## Problem statement
Copy the records below exactly, leaving out any pictures.
[start]
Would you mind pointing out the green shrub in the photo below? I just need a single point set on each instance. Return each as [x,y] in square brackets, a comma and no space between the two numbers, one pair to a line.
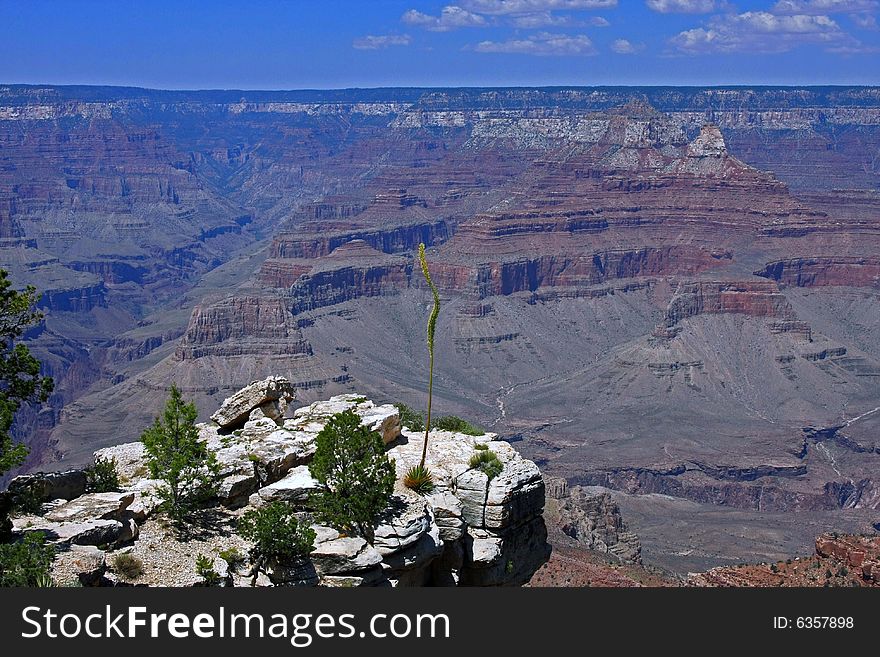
[128,565]
[27,562]
[205,570]
[410,418]
[453,423]
[487,462]
[20,380]
[276,533]
[102,476]
[356,476]
[27,502]
[231,556]
[175,455]
[419,479]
[end]
## Correct result
Would you mind pointing out the green shrub in the photo below? I just need a single point set on each instance. Return each as [x,y] in square brackets, a comma and no space between the two numbers, one pair to a line.
[128,565]
[27,562]
[205,570]
[410,418]
[453,423]
[487,462]
[20,380]
[276,533]
[102,476]
[356,476]
[27,502]
[231,556]
[175,455]
[419,479]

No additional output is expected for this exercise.